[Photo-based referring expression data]
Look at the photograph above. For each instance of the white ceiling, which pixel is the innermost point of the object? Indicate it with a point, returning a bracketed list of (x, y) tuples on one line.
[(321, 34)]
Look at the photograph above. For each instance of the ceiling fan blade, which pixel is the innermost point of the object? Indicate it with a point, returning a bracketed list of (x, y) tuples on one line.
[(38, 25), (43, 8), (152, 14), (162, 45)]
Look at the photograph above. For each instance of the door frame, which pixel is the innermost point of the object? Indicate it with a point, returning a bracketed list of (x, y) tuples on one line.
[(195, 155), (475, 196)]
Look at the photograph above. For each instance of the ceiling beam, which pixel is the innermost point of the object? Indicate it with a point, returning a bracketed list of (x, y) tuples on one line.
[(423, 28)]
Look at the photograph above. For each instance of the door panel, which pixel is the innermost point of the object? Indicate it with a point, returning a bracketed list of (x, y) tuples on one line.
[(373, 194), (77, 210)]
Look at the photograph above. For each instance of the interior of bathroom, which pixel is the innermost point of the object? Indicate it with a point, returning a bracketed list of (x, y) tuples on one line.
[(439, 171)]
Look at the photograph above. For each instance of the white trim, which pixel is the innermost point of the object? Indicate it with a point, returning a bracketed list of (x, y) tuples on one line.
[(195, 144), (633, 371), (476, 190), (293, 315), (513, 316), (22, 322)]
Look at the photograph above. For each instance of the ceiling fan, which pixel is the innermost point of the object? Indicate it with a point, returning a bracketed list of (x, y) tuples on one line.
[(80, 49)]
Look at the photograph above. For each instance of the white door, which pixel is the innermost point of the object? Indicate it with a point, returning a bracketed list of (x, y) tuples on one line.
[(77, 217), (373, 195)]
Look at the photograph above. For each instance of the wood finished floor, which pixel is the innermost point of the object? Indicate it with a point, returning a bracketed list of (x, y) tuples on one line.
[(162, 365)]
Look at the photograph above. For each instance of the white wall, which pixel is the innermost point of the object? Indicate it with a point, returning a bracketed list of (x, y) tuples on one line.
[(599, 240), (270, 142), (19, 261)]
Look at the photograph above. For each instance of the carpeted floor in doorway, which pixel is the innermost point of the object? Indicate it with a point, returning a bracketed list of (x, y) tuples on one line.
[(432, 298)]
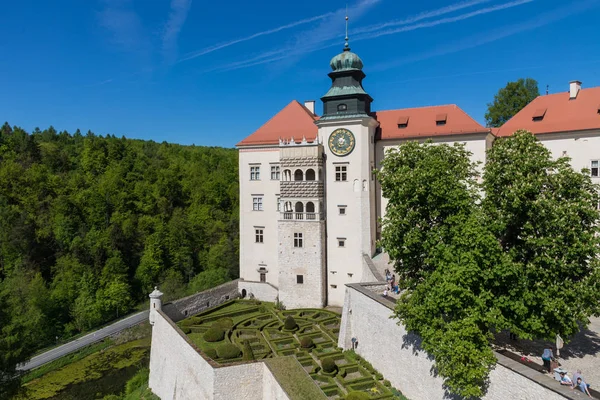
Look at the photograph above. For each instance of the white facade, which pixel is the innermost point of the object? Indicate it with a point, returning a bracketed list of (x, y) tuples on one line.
[(259, 215)]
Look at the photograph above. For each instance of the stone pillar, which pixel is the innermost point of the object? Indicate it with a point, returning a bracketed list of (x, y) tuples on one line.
[(155, 303)]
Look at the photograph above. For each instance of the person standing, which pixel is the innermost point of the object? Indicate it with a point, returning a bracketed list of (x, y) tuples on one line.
[(547, 356)]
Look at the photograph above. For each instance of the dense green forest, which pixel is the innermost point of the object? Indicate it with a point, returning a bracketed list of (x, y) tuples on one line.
[(89, 224)]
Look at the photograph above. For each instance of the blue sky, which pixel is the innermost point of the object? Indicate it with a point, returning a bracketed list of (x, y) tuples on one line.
[(210, 73)]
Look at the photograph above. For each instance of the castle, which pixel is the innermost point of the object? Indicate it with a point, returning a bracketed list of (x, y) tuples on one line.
[(309, 200), (309, 205)]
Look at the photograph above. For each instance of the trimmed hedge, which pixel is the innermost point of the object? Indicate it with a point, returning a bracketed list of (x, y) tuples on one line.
[(228, 350), (358, 396), (306, 343), (328, 365), (211, 353), (248, 353), (224, 323), (214, 335), (290, 324)]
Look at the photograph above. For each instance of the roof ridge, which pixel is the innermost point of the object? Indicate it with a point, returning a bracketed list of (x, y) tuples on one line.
[(418, 108)]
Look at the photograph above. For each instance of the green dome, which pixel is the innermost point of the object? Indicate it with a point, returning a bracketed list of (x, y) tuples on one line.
[(345, 61)]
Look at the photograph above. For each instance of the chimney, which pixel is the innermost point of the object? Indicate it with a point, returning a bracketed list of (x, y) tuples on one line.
[(310, 104), (575, 87)]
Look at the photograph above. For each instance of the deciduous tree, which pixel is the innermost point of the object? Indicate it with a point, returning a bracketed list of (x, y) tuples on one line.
[(510, 100)]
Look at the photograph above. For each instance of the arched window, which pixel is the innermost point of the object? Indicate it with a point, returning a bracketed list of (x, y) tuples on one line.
[(299, 210)]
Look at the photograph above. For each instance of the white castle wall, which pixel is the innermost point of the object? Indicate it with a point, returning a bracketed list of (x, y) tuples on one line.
[(260, 291), (366, 316)]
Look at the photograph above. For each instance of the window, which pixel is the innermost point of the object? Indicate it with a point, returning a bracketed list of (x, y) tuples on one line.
[(258, 234), (257, 204), (275, 175), (298, 240), (341, 173), (255, 173), (262, 272)]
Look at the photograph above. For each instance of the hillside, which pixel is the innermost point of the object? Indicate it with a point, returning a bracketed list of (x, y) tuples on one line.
[(89, 224)]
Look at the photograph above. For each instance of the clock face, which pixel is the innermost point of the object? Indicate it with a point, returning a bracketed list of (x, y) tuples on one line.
[(341, 142)]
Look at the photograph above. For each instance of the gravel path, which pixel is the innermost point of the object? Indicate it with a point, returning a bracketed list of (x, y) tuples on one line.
[(582, 352)]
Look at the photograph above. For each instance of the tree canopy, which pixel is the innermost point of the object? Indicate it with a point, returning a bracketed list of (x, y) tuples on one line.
[(521, 257), (510, 100), (89, 224)]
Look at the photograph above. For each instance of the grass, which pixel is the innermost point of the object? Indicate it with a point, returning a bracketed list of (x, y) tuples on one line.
[(66, 360), (262, 325), (117, 361), (293, 379)]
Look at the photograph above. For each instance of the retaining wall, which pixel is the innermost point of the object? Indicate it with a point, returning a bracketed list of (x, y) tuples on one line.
[(397, 354), (260, 290), (179, 371), (191, 305)]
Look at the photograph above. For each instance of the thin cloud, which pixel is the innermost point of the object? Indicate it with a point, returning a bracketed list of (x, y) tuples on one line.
[(124, 25), (223, 45), (311, 40), (419, 17), (318, 42), (442, 21), (177, 16), (497, 34)]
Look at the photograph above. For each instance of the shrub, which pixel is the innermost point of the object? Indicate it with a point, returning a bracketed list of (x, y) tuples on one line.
[(228, 351), (328, 365), (357, 396), (211, 353), (224, 323), (248, 353), (214, 335), (290, 323), (306, 343)]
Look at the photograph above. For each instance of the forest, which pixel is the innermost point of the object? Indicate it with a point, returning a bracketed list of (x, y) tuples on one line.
[(89, 224)]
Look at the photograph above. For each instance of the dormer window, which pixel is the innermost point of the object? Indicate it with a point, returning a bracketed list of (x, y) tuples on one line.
[(440, 119), (539, 114), (402, 122)]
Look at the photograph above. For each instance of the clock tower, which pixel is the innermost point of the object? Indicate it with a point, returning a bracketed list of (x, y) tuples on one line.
[(348, 131)]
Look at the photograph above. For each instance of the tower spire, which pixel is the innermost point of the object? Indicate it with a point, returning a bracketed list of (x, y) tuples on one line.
[(346, 45)]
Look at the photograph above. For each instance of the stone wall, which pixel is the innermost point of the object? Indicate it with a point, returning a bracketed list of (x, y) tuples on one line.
[(179, 371), (307, 261), (398, 356), (182, 308), (261, 291)]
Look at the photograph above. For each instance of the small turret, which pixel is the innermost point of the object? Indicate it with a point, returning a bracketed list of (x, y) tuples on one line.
[(155, 303)]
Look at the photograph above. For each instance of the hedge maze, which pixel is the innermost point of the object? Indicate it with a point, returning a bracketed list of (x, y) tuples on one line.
[(244, 330)]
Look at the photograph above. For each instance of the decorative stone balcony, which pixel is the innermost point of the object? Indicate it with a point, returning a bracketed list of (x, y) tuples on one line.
[(301, 189), (298, 216)]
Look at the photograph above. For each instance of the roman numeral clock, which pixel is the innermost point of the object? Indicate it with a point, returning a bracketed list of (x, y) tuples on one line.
[(341, 142)]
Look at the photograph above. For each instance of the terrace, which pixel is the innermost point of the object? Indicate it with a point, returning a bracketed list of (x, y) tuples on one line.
[(241, 330)]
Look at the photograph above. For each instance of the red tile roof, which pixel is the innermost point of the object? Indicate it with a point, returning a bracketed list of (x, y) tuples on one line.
[(423, 122), (561, 114), (297, 121), (294, 120)]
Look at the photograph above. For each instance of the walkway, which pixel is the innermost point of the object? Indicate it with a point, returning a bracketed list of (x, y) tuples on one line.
[(84, 341)]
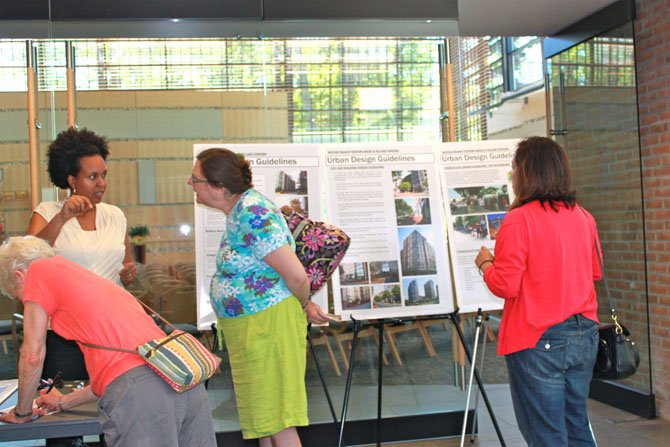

* Your assignment
Print the lines from the one that contains "the terrace, which" through the last line of the data, exactly and in full, and no other lines. Pictures are not part of the copy.

* Task solution
Look at the photograph above. For each instance of the terrace, which pixel is the innermost point of the object? Indicate it with a point, returning a bracketed list of (x, y) tuples on one line.
[(241, 330)]
Look at the photograph above. For each instance of the red tile roof, which pixel is the innermost point of the object? Indicate it with a point, returning a bracketed list of (x, y) tuples on one line.
[(423, 122), (561, 114), (297, 121), (294, 120)]
Look at the photograph above. For each instance of the walkway, which pixel is the innermost point of the object? Indicate it with a point, returning a bracketed list of (x, y) tuples on one line.
[(84, 341)]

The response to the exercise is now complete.